- _To do_
Write out each entry word for word.

==== Given entries

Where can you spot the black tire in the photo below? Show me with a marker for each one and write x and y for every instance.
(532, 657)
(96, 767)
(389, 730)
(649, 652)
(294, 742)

========

- _Response to the exercise_
Where can you spot the black tire in the photo below? Show me with a marker for each one and write x and y for every instance.
(532, 657)
(96, 767)
(389, 730)
(649, 652)
(294, 742)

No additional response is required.